(RECORDS FOR THE TASK)

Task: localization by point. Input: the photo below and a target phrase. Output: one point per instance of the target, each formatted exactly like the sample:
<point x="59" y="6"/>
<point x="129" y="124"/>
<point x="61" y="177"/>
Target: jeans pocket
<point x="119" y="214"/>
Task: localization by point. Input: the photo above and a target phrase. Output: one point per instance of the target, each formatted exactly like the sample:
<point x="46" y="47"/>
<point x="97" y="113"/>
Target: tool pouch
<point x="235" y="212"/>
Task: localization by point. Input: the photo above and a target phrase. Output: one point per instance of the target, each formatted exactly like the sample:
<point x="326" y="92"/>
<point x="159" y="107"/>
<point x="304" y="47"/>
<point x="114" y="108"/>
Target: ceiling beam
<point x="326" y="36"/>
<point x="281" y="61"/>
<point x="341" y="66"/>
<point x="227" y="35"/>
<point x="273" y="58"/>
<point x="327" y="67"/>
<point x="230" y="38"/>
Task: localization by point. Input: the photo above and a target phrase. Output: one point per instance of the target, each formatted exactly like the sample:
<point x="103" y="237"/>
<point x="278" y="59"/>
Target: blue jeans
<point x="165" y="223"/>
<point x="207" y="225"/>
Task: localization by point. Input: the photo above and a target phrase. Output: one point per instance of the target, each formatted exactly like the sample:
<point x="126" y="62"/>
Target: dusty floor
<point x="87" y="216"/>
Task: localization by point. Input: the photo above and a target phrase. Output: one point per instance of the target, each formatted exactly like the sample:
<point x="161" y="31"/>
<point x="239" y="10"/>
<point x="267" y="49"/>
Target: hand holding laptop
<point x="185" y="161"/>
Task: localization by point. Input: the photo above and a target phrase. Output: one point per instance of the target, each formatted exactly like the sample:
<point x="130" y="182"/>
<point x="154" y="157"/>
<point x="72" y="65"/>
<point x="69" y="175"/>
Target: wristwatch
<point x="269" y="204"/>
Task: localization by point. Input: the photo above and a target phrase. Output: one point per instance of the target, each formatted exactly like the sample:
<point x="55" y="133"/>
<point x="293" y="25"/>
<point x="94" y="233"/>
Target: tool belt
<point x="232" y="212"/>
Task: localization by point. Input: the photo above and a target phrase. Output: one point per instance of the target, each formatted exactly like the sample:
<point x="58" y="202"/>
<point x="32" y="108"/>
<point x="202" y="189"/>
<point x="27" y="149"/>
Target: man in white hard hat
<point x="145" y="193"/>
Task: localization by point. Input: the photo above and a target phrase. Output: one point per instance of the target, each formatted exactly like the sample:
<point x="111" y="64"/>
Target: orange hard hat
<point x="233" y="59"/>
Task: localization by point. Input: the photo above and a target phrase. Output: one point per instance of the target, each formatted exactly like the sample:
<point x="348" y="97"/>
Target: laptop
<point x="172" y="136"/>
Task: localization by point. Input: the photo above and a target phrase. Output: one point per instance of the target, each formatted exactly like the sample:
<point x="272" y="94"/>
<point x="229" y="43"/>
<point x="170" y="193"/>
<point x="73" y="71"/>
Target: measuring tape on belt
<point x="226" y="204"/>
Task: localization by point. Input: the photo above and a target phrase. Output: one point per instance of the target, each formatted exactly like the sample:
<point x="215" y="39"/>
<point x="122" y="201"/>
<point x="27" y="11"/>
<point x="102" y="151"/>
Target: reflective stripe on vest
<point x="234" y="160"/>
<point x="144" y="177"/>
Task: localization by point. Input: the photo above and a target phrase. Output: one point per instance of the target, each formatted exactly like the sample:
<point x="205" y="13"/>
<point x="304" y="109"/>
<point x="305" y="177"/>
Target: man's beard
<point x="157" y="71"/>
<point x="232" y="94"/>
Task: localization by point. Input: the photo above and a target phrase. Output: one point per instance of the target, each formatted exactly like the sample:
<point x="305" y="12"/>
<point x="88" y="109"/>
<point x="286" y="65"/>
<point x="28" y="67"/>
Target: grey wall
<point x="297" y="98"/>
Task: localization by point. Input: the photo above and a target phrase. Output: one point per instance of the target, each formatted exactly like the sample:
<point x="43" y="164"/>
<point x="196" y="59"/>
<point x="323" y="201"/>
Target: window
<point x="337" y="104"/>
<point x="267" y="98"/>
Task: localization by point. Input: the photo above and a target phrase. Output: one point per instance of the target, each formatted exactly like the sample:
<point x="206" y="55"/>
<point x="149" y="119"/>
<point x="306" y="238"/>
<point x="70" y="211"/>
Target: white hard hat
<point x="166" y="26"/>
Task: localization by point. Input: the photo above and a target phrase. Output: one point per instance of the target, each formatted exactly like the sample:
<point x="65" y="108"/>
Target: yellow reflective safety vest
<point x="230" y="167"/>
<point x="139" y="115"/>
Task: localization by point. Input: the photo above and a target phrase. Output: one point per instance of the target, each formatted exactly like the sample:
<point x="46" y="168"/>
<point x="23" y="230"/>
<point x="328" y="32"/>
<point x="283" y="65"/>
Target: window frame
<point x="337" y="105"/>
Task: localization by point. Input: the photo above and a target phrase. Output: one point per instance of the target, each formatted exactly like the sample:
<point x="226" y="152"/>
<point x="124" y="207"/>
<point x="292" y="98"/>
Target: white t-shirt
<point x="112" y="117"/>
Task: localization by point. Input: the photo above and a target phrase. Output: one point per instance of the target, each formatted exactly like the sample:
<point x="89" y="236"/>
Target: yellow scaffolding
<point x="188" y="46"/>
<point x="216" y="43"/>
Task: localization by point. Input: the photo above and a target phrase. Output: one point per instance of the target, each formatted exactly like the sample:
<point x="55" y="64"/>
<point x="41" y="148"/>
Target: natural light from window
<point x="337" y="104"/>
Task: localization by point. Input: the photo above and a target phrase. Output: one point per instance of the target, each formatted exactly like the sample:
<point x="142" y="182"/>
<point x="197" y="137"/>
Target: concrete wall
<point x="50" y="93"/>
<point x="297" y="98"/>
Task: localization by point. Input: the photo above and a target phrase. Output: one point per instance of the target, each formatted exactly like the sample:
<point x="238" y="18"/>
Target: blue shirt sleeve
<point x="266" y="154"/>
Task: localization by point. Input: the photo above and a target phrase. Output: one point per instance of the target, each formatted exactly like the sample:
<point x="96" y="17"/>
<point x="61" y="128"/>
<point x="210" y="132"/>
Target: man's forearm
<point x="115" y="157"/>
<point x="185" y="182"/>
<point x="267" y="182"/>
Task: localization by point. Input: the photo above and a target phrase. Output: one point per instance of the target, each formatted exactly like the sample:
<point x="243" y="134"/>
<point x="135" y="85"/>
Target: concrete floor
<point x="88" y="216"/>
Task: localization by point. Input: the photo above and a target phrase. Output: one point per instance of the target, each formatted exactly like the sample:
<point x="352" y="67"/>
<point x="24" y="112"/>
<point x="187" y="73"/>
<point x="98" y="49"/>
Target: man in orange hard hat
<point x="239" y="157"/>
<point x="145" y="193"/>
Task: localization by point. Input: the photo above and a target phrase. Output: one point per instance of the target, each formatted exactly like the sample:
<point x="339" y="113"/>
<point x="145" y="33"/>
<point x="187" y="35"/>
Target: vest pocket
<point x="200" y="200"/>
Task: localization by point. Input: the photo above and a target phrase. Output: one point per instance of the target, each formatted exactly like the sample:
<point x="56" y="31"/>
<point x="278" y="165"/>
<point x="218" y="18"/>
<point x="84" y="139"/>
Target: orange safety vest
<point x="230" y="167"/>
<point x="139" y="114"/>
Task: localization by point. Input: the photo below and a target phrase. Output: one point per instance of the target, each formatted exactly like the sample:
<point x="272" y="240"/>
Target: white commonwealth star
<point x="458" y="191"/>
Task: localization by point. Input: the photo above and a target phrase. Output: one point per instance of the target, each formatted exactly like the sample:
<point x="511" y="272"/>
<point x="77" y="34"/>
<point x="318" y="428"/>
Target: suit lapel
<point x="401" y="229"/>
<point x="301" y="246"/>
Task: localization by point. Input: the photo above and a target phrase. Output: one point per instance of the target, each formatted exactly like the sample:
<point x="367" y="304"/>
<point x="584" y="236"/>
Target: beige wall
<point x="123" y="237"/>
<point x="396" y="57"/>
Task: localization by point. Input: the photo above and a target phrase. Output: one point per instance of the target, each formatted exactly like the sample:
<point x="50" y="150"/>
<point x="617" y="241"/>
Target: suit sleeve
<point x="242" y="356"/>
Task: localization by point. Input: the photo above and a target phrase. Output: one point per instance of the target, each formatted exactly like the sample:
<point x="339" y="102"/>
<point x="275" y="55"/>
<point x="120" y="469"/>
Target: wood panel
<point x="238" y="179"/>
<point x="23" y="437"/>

(End RECORDS FOR THE TASK)

- PROBLEM REQUIREMENTS
Your task is to retype, exactly and only, the lines from the one with "Target: suit sleeve" through the final line above.

- RESULT FOR THIS EXERCISE
Target: suit sleeve
<point x="242" y="356"/>
Task: localization by point. Input: the photo above and a target phrase. Output: one point per instance of the target, each formatted exactly like the sample:
<point x="339" y="102"/>
<point x="275" y="55"/>
<point x="120" y="469"/>
Target: wood panel
<point x="238" y="179"/>
<point x="23" y="437"/>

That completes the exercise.